▸ **Natural-language object grounding data**

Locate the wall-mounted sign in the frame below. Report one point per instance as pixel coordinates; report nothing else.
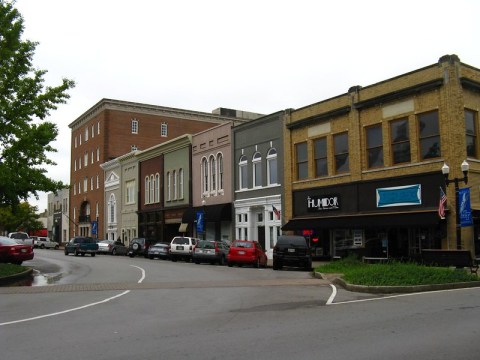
(399, 196)
(321, 203)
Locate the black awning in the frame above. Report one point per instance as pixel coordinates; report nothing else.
(361, 221)
(219, 212)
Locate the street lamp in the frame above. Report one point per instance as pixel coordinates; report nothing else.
(446, 170)
(204, 218)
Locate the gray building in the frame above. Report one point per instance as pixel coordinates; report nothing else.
(258, 180)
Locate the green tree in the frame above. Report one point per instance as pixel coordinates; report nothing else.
(25, 134)
(24, 218)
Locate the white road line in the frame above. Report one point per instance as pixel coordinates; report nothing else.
(332, 297)
(77, 308)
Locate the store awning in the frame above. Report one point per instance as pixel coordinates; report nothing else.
(425, 218)
(219, 212)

▸ **Task to complete**
Without the pictures, print the records in full, exactly as they appear.

▸ **Solution for this task**
Locate the wall-mounted sign in the frame below. Report one point per instance as pixel coordinates; report nothing else.
(399, 196)
(321, 203)
Locate the black awning in the frame above. Report one point per instance as pixel coordinates; report nothing else.
(361, 221)
(219, 212)
Locate the street lamp in the frame above. Report one point per instance as pixel coordinates; report nothing else.
(446, 170)
(204, 218)
Locate the gray building in the frame above. Report one point per instance as pixel coordinates; report nothing else.
(258, 180)
Locate the green tree in the frame above. Report one point per instance as pixel coordinates; report nothing else.
(25, 134)
(24, 218)
Locate the white road line in the frame above. Report one point per instance as pixel coordinates; report nothing else.
(332, 297)
(77, 308)
Locate the store awning in the frame above. Report one point per instance as pixel coordinates; report nothing else.
(425, 218)
(219, 212)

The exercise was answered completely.